_Work request_. Could you transcribe every record below exactly as written, excluding the pictures?

[Natural language region descriptions]
---
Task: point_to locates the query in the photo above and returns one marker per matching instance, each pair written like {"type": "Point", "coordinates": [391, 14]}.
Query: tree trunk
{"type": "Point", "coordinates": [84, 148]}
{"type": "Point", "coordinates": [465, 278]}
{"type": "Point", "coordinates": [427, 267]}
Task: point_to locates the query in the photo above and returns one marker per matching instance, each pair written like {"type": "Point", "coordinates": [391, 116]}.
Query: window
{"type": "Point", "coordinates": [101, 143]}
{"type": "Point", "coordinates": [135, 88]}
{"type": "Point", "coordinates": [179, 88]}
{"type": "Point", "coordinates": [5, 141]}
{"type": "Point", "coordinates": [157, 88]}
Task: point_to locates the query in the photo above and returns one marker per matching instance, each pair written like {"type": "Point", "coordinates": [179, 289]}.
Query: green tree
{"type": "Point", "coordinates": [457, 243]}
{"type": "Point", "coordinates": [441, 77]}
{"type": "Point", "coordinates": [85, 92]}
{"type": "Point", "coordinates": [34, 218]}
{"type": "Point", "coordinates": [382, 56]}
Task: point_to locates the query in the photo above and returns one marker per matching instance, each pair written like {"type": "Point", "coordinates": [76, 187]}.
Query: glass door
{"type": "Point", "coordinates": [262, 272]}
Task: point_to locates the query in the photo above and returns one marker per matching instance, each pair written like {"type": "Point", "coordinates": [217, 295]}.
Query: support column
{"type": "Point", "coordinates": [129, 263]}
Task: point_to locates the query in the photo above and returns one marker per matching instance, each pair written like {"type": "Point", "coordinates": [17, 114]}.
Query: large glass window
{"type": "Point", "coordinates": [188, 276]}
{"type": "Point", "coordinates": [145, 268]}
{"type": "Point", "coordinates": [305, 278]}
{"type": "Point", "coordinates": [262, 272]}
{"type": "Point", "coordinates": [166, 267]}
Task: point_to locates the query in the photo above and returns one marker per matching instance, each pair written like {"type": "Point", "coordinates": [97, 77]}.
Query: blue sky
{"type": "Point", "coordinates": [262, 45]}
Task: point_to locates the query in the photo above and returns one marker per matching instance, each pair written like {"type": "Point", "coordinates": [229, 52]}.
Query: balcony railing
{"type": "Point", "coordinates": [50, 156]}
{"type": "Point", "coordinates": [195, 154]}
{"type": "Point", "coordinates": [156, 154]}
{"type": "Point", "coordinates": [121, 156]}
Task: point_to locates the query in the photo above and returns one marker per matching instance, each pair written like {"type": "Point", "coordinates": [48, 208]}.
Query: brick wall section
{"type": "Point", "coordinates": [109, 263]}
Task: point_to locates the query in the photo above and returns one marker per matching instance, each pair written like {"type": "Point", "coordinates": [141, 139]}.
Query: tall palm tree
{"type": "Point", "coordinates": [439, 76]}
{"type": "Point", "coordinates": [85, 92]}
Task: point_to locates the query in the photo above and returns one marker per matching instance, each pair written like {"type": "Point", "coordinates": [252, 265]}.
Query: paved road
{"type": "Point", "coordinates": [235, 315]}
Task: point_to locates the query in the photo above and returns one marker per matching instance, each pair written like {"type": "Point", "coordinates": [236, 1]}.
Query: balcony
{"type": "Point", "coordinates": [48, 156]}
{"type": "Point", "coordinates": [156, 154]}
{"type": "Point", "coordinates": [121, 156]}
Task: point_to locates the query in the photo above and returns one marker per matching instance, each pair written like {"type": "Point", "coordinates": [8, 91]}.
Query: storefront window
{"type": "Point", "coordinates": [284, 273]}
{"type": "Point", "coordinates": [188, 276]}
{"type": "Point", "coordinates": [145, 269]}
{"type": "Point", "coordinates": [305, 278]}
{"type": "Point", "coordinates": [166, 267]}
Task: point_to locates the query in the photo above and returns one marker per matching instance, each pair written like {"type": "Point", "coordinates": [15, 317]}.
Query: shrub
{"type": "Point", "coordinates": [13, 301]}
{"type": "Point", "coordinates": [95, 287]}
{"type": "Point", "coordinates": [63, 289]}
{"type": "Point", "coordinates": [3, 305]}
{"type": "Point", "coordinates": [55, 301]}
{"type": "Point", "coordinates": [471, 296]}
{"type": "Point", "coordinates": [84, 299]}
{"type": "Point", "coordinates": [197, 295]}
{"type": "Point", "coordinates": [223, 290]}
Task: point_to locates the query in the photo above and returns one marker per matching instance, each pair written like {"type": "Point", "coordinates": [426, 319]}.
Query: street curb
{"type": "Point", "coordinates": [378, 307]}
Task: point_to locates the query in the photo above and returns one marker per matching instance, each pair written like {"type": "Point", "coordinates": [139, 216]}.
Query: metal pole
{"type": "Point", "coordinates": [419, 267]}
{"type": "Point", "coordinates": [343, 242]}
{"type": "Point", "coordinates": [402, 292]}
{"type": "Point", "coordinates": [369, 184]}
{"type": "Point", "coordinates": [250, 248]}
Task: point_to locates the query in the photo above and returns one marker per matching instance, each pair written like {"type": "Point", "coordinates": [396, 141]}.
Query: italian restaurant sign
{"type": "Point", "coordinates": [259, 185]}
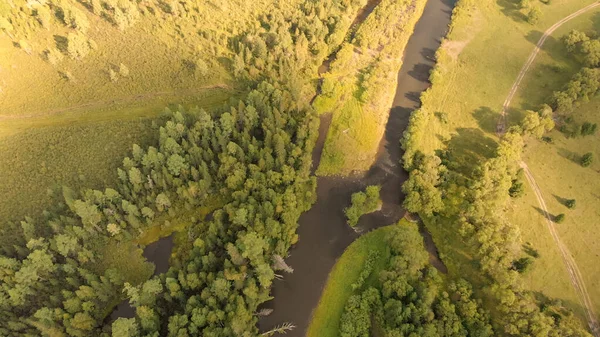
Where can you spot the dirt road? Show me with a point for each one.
(532, 57)
(574, 273)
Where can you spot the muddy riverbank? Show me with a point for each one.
(157, 252)
(323, 232)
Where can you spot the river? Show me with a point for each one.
(323, 232)
(157, 252)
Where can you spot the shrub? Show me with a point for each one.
(570, 203)
(517, 189)
(362, 203)
(586, 159)
(534, 15)
(521, 265)
(588, 129)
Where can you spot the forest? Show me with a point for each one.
(230, 170)
(251, 157)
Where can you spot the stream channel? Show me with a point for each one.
(323, 232)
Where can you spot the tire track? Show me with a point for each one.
(531, 59)
(574, 272)
(572, 268)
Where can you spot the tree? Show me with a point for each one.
(574, 39)
(570, 203)
(77, 45)
(162, 202)
(538, 123)
(421, 188)
(125, 327)
(587, 159)
(362, 203)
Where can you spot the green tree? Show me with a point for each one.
(587, 159)
(571, 203)
(77, 45)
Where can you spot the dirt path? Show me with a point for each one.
(502, 123)
(574, 273)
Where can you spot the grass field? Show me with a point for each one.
(326, 317)
(360, 87)
(485, 50)
(558, 172)
(57, 131)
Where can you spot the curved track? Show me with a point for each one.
(574, 272)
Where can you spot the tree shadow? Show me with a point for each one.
(529, 250)
(543, 213)
(596, 23)
(414, 96)
(550, 44)
(487, 119)
(562, 200)
(468, 149)
(420, 72)
(568, 154)
(511, 9)
(61, 43)
(516, 116)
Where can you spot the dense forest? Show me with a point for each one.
(251, 157)
(248, 164)
(412, 298)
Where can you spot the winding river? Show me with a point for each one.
(323, 232)
(157, 252)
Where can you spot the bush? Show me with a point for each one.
(521, 265)
(570, 203)
(367, 270)
(588, 129)
(586, 159)
(517, 189)
(534, 15)
(362, 203)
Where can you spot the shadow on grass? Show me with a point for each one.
(468, 149)
(568, 154)
(563, 201)
(543, 213)
(61, 43)
(516, 116)
(511, 9)
(487, 118)
(420, 72)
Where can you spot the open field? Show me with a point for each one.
(477, 66)
(74, 130)
(326, 316)
(560, 177)
(558, 172)
(360, 85)
(76, 149)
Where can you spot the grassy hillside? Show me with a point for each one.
---
_Written response_.
Task: point_to locates the query in the photo above and returns one marker per matching instance, each pair written like {"type": "Point", "coordinates": [391, 14]}.
Query: tree trunk
{"type": "Point", "coordinates": [84, 148]}
{"type": "Point", "coordinates": [465, 278]}
{"type": "Point", "coordinates": [427, 267]}
Task: point_to locates the query in the photo above and returns one marker per matching instance, each pair written like {"type": "Point", "coordinates": [391, 116]}.
Query: window
{"type": "Point", "coordinates": [101, 143]}
{"type": "Point", "coordinates": [135, 88]}
{"type": "Point", "coordinates": [179, 88]}
{"type": "Point", "coordinates": [5, 141]}
{"type": "Point", "coordinates": [157, 88]}
Task: point_to locates the query in the photo above and returns one marker per matching instance, each pair written like {"type": "Point", "coordinates": [179, 289]}.
Query: green tree
{"type": "Point", "coordinates": [457, 243]}
{"type": "Point", "coordinates": [441, 77]}
{"type": "Point", "coordinates": [85, 92]}
{"type": "Point", "coordinates": [34, 218]}
{"type": "Point", "coordinates": [382, 56]}
Task: point_to locates the query in the photo above and returns one marker per matching instance, each pair written like {"type": "Point", "coordinates": [76, 187]}.
Query: glass door
{"type": "Point", "coordinates": [262, 272]}
Task: point_to locates the query in the photo above and returns one marker per matching instance, each pair written like {"type": "Point", "coordinates": [217, 295]}.
Query: support column
{"type": "Point", "coordinates": [129, 263]}
Task: point_to locates the query in the photo above and returns one marker per matching instance, each pair written like {"type": "Point", "coordinates": [17, 114]}.
Query: large glass window
{"type": "Point", "coordinates": [188, 276]}
{"type": "Point", "coordinates": [145, 268]}
{"type": "Point", "coordinates": [305, 278]}
{"type": "Point", "coordinates": [262, 272]}
{"type": "Point", "coordinates": [166, 267]}
Task: point_to locates the query in the photo above and returns one marker per matching instance, each pair written like {"type": "Point", "coordinates": [97, 77]}.
Query: blue sky
{"type": "Point", "coordinates": [262, 45]}
Task: point_to locates the query in the photo above and returns one marker per matching instance, each pair written like {"type": "Point", "coordinates": [229, 52]}.
Query: balcony railing
{"type": "Point", "coordinates": [50, 156]}
{"type": "Point", "coordinates": [195, 154]}
{"type": "Point", "coordinates": [156, 154]}
{"type": "Point", "coordinates": [121, 156]}
Task: point_to locates the query in the photo above and returns one marker per matching instance, each pair written like {"type": "Point", "coordinates": [48, 208]}.
Query: brick wall section
{"type": "Point", "coordinates": [109, 263]}
Task: point_to locates the query in the photo above and returns one marker per matching instance, each pair written like {"type": "Point", "coordinates": [141, 139]}.
Query: tall palm tree
{"type": "Point", "coordinates": [439, 76]}
{"type": "Point", "coordinates": [85, 92]}
Task: point_to locates the query in the photo above and returns one marker per matching instance, each pair written like {"type": "Point", "coordinates": [252, 265]}.
Query: paved road
{"type": "Point", "coordinates": [235, 315]}
Task: point_to locates the query in the photo above and returns one marker per matching instance, each pair written like {"type": "Point", "coordinates": [236, 1]}.
Query: balcony
{"type": "Point", "coordinates": [48, 156]}
{"type": "Point", "coordinates": [156, 154]}
{"type": "Point", "coordinates": [121, 156]}
Task: point_to locates the query in the photo above and returns one marker per matching instance, each pair written like {"type": "Point", "coordinates": [8, 91]}.
Query: storefront window
{"type": "Point", "coordinates": [284, 273]}
{"type": "Point", "coordinates": [188, 276]}
{"type": "Point", "coordinates": [145, 269]}
{"type": "Point", "coordinates": [305, 278]}
{"type": "Point", "coordinates": [166, 267]}
Task: point_to locates the query in the photo above and returns one marker per matching instance, each pair written like {"type": "Point", "coordinates": [15, 317]}.
Query: shrub
{"type": "Point", "coordinates": [13, 301]}
{"type": "Point", "coordinates": [95, 287]}
{"type": "Point", "coordinates": [63, 289]}
{"type": "Point", "coordinates": [3, 305]}
{"type": "Point", "coordinates": [55, 301]}
{"type": "Point", "coordinates": [471, 296]}
{"type": "Point", "coordinates": [84, 299]}
{"type": "Point", "coordinates": [197, 295]}
{"type": "Point", "coordinates": [223, 290]}
Task: point_to locates the query in the photo above and returns one marker per matching instance, each pair written like {"type": "Point", "coordinates": [426, 319]}.
Query: street curb
{"type": "Point", "coordinates": [378, 307]}
Task: point_to locates the query in the photo above and returns one marker per matching instance, each pair written like {"type": "Point", "coordinates": [139, 216]}.
Query: metal pole
{"type": "Point", "coordinates": [419, 267]}
{"type": "Point", "coordinates": [343, 242]}
{"type": "Point", "coordinates": [402, 292]}
{"type": "Point", "coordinates": [369, 184]}
{"type": "Point", "coordinates": [250, 248]}
Task: point_to locates the query in the photo above and returns one marker per matching instance, each pair written like {"type": "Point", "coordinates": [396, 141]}.
Query: italian restaurant sign
{"type": "Point", "coordinates": [259, 185]}
Where can you spot the dirt road? Show me with a point for each one.
(532, 57)
(574, 273)
Where can you spot the muddy riverbank? Show me with a point for each one.
(157, 252)
(323, 232)
Where can you spot the river? Show me with a point for each one.
(323, 232)
(157, 252)
Where can you spot the shrub? Show me with a point for each one.
(570, 203)
(517, 189)
(362, 203)
(586, 159)
(534, 15)
(521, 265)
(588, 129)
Where can you spot the forest? Show me with a point for each one.
(230, 170)
(251, 157)
Where can you spot the stream channel? Show me with a point for each one.
(323, 232)
Where can you spot the tire track? Show me with a point for each one.
(531, 59)
(574, 272)
(572, 268)
Where can you spot the tree? Show me with a point for each one.
(574, 39)
(570, 203)
(77, 45)
(162, 202)
(538, 123)
(421, 188)
(125, 327)
(587, 159)
(362, 203)
Where can you spot the green tree? Show me with a point for each one.
(587, 159)
(571, 203)
(77, 45)
Where can you spot the dirt path? Show me with a point for each one.
(502, 123)
(574, 273)
Where can you spot the grass field? Show me with a point for each one.
(326, 317)
(360, 87)
(485, 50)
(558, 172)
(57, 131)
Where can you spot the curved track? Show me with a point for each one.
(574, 272)
Where can you spot the tree shadow? Show me with a point for each one.
(529, 250)
(543, 213)
(596, 23)
(414, 96)
(550, 44)
(487, 119)
(562, 200)
(468, 149)
(420, 72)
(568, 154)
(511, 9)
(61, 43)
(516, 116)
Where can you spot the dense forest? Show me with a point for each one.
(251, 157)
(248, 164)
(412, 298)
Where can you spot the winding river? Show me with a point for each one.
(323, 232)
(157, 252)
Where can you spot the bush? Show me with a point for each one.
(521, 265)
(570, 203)
(367, 270)
(588, 129)
(586, 159)
(517, 189)
(534, 15)
(362, 203)
Where can you spot the shadow on grass? Show me with a point for each one.
(468, 149)
(568, 154)
(563, 201)
(543, 213)
(61, 43)
(516, 116)
(511, 9)
(487, 118)
(420, 72)
Where can you spot the open field? Show me with a point for each one.
(477, 66)
(74, 130)
(326, 316)
(560, 177)
(558, 172)
(360, 85)
(76, 149)
Where can you spot the grassy hillside? Show me with a point for each one.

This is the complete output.